**Cosa farai**
- A) Indica se le affermazioni (i), (ii) e (iii) concordano con il testo sugli italiani al Louvre, rispondendo sì o no e citando le parole decisive del testo. (i) Salvatore Settis presiede il comitato scientifico del museo. (ii) I lavori per il dipartimento di Arti islamiche hanno richiesto di chiudere per qualche giorno le gallerie ai piani di sopra. (iii) Antonio Fabro è il responsabile delle biglietterie.
- B) Estrai dalle voci ogni riga in cui compare la parola "wall".

**Testo della pagina**

• • • • •

«Oh,les italiens!». Gli sbuffi d'impazienza di Nicolas Sarkozy ai tempi dello scontro sulla Bce sono al Louvre sospiri di ammirazione: «Oh, les italiens!». E non solo per Leonardo e Raffaello e Giotto e Botticelli e Beato Angelico e tutti gli altri geni la cui luce illumina sfolgorante le gallerie.
Italiano è il presidente del comitato scientifico del museo, Salvatore Settis, già direttore del Getty Research Institute di Los Angeles e della Scuola Normale di Pisa e presidente del Consiglio Superiore dei Beni Culturali prima di dimettersi in polemica con Sandro Bondi. Italiano è l'architetto Mario Bellini che con il francese Rudy Ricciotti e con imprese in buona parte italiane, sta facendo il nuovo stupendo dipartimento di Arti islamiche scavando (senza chiudere un giorno le gallerie coi capolavori ai piani di sopra: inimmaginabile, da noi) fin sotto le fondamenta del palazzo. Italiano è il responsabile delle biglietterie che vendono quasi 9 milioni di ticket all'anno, Antonio Fabro. Italiana Federica Mancini, del Dipartimento arti grafiche e Daniela Miccolis della Direzione Lavori e Monica Preti, responsabile della programmazione di storia dell'arte dell'Auditorium e tanti altri che, lasciata un'Italia disinteressata se non ostile ai giovani di eccellenza, si sono presi lo spazio giusto nel più grande museo del pianeta.

• • • • •

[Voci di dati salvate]
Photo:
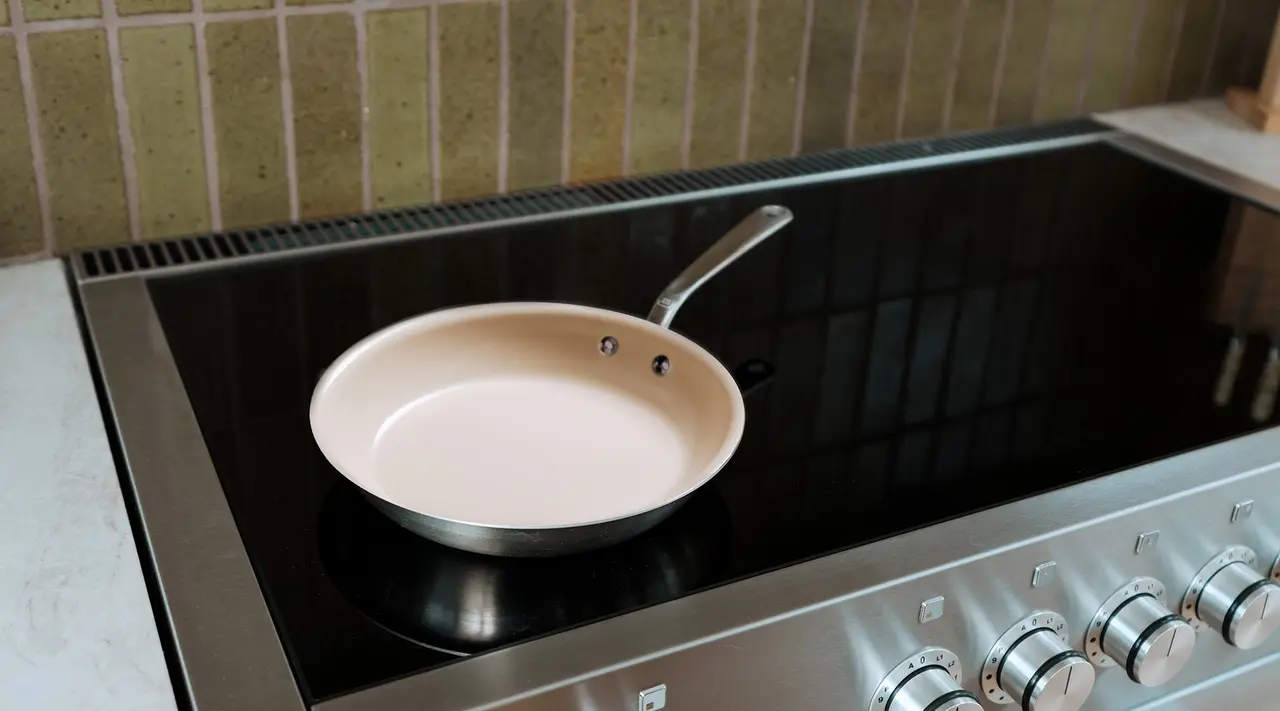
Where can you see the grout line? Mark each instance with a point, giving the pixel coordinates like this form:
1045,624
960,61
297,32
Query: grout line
1139,16
956,51
904,87
1211,55
434,100
855,74
801,78
366,168
997,78
204,85
123,127
567,106
1179,21
686,141
503,92
291,155
17,21
632,30
744,122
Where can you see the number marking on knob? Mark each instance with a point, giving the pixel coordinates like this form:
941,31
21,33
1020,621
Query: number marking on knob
1235,554
1042,619
1093,634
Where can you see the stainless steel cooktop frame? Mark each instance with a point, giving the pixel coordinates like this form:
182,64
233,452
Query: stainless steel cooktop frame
769,629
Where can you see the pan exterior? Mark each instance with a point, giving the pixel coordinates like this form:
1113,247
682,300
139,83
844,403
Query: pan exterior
526,542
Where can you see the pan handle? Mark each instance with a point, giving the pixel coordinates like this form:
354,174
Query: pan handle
736,242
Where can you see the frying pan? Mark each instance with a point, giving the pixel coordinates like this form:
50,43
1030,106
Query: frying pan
536,429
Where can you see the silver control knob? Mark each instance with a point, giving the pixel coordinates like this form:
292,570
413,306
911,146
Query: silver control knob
928,680
1136,629
1235,600
1036,668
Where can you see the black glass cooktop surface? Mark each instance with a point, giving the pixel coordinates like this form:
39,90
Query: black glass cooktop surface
940,341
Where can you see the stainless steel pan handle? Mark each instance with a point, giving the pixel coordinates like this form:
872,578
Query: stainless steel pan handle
736,242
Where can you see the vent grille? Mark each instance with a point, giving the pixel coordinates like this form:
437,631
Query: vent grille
184,253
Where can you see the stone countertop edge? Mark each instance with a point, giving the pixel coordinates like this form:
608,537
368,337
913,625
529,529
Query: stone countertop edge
1208,131
77,628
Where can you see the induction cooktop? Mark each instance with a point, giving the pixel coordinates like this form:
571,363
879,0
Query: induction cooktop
928,343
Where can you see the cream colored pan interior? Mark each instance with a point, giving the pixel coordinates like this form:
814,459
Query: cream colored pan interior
533,415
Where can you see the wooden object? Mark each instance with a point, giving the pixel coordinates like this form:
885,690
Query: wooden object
1261,108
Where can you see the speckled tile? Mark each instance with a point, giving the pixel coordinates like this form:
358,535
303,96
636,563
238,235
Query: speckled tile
398,98
536,94
775,78
932,59
245,72
1068,46
883,59
36,10
19,210
82,146
1109,64
598,108
1023,55
1193,48
325,113
718,82
469,99
830,74
976,76
159,65
149,7
658,94
1151,59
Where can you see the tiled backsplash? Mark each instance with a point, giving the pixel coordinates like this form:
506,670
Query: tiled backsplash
149,118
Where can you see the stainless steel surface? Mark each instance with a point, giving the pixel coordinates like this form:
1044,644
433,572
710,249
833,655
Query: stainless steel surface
831,627
755,228
229,651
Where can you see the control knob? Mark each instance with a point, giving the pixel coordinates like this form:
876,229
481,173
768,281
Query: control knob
1033,665
1136,629
1229,596
928,680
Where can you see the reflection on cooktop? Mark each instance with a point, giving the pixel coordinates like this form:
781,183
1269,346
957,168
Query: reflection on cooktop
462,604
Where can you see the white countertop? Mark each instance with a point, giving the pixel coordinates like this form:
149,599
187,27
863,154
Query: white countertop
1208,131
76,624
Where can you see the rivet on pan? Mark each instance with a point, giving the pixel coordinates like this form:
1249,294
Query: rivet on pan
662,365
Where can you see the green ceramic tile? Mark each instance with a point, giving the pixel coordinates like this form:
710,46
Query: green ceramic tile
1068,48
400,136
880,81
469,99
1151,60
932,60
718,83
1193,48
535,98
36,10
77,130
831,63
159,65
245,72
19,209
325,113
658,94
1023,55
146,7
1112,39
598,109
976,76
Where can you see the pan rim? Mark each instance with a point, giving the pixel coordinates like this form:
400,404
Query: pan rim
430,319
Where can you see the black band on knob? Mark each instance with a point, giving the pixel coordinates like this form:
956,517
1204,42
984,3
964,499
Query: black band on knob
1235,605
1042,671
1146,634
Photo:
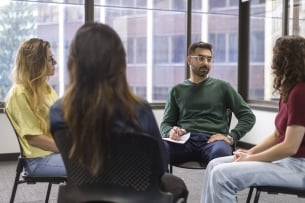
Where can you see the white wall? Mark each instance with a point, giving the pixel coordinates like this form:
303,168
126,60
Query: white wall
263,127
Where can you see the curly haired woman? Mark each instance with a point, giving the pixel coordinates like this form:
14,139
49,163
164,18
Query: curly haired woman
28,104
279,160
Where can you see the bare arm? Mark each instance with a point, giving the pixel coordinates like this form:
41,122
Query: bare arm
267,143
43,142
290,145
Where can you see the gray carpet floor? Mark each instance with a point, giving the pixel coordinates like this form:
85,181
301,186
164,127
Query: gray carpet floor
193,178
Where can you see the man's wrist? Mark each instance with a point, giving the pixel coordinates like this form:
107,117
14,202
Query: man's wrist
231,139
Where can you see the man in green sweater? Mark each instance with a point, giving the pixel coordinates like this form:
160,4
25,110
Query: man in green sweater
198,105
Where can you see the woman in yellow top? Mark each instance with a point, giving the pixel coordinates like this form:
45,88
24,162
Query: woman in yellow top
28,103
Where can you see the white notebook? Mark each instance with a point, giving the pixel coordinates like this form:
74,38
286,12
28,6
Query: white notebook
183,139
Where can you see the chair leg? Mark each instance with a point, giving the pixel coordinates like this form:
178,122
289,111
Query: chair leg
250,195
14,192
48,192
170,168
258,192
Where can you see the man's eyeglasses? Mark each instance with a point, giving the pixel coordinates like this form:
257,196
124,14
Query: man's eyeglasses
202,58
52,59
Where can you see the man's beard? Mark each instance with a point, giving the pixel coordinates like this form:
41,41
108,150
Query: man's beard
202,72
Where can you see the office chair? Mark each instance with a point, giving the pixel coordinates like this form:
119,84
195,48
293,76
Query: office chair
198,164
23,177
130,175
274,190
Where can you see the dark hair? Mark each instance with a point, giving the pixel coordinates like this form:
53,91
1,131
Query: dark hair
288,64
97,94
201,45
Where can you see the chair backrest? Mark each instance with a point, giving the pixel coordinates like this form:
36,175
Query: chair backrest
132,171
10,120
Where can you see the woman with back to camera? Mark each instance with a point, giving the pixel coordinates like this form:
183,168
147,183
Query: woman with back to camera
98,102
27,105
280,159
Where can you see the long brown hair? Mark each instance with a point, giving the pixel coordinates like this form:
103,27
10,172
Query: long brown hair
97,94
288,64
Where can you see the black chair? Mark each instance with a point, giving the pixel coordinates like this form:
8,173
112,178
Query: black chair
198,164
23,177
274,190
129,176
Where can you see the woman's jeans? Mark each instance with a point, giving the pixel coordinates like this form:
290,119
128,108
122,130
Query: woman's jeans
223,178
51,165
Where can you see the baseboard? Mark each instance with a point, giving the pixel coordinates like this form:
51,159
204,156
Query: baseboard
9,157
14,156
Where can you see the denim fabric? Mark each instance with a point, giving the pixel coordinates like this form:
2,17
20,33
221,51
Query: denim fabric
223,178
51,165
197,149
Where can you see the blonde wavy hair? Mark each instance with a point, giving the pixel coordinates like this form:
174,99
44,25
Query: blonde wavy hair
31,71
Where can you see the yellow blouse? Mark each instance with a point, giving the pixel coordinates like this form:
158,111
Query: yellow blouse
24,120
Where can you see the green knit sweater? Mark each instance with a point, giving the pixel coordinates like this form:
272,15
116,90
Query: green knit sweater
202,108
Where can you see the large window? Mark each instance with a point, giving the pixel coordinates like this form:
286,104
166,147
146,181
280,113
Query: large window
154,33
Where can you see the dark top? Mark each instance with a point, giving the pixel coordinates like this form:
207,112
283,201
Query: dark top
292,112
146,121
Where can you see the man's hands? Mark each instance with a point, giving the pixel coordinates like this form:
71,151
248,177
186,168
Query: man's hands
176,132
219,136
242,155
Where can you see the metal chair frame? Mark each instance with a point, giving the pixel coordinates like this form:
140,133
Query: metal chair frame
274,190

• • • • •

**Soluzioni dei compiti**
- A)
(i) Sì: «Italiano è il presidente del comitato scientifico del museo, Salvatore Settis».
(ii) No: «senza chiudere un giorno le gallerie coi capolavori ai piani di sopra».
(iii) Sì: «Italiano è il responsabile delle biglietterie che vendono quasi 9 milioni di ticket all'anno, Antonio Fabro».

- B)
Where can you see the white wall? Mark each instance with a point, giving the pixel coordinates like this form:
Query: white wall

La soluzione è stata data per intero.